Problem description - Output only the lines of the entries that follow, starting at the one with "Target: sandy shoreline" and running down to the one with "Target: shrub", both included and unchanged.

Given records -

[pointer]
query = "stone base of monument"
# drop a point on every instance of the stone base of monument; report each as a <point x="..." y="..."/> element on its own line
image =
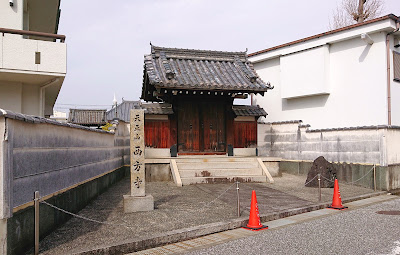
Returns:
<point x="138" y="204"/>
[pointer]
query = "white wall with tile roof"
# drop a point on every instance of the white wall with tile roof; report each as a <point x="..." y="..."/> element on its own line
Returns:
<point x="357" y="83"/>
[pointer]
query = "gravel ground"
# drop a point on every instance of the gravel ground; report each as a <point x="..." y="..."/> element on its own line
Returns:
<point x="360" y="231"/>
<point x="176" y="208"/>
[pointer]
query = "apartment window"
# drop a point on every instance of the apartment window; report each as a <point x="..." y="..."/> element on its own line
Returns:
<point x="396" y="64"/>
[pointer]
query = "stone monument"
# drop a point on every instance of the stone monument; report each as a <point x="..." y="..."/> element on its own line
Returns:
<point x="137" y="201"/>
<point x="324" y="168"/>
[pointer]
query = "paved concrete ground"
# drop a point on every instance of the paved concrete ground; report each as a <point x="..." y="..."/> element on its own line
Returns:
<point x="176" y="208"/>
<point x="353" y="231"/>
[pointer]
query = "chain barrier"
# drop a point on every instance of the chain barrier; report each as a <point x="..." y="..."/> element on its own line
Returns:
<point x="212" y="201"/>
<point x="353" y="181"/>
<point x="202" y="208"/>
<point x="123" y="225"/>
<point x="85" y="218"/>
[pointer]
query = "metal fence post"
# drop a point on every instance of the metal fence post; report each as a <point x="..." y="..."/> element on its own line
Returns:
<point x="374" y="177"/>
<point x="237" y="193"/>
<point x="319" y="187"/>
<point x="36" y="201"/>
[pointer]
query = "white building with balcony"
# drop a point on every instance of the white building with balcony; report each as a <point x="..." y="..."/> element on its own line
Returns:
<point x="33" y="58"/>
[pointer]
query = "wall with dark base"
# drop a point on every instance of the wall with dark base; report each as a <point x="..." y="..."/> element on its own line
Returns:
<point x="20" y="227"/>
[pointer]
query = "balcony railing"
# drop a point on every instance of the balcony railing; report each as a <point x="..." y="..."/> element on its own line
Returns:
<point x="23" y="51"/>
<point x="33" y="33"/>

--

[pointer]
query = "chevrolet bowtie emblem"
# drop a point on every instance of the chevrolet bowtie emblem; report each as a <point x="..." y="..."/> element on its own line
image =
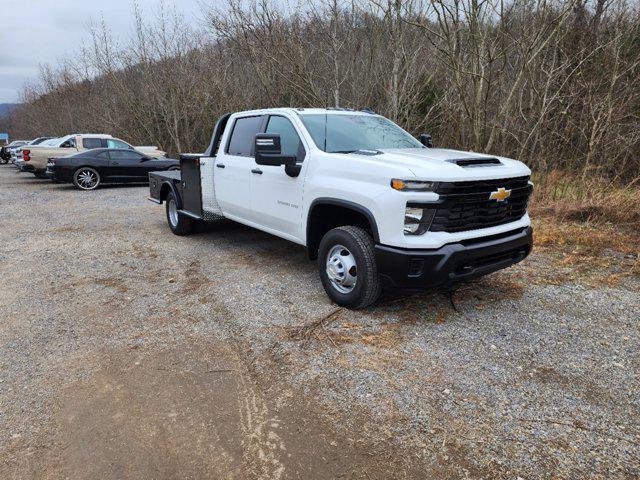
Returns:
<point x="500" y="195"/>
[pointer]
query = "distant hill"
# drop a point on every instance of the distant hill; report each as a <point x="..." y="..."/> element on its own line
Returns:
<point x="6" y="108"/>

==

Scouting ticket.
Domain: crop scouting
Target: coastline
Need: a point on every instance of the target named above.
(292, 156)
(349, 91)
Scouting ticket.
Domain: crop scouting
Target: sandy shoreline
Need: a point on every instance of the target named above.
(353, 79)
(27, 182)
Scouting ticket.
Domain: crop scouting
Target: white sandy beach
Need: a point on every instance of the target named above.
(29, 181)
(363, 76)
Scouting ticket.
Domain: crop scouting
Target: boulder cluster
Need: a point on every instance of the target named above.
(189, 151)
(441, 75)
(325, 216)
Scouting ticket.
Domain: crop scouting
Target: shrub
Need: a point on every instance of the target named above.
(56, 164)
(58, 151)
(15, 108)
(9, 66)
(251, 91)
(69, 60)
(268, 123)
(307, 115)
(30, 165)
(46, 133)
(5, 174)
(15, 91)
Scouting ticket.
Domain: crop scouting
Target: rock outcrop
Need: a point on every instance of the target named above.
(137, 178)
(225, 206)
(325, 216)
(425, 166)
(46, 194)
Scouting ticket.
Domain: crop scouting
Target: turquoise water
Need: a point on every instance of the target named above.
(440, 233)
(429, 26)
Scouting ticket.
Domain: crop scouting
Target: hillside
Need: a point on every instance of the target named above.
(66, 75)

Answer to this problem -
Target: sandy shoreline
Need: a point on every instance of the target named above.
(353, 79)
(27, 182)
Scouting ticket.
Domain: crop scouting
Target: white sandy beach
Need: a point on every instance of the target named above.
(29, 181)
(363, 76)
Scouting ticket.
Domain: crop scouting
Target: boulder cluster
Need: a point on every instance of the target named above.
(189, 151)
(441, 75)
(325, 216)
Scouting ticket.
Domain: crop scouting
Target: shrub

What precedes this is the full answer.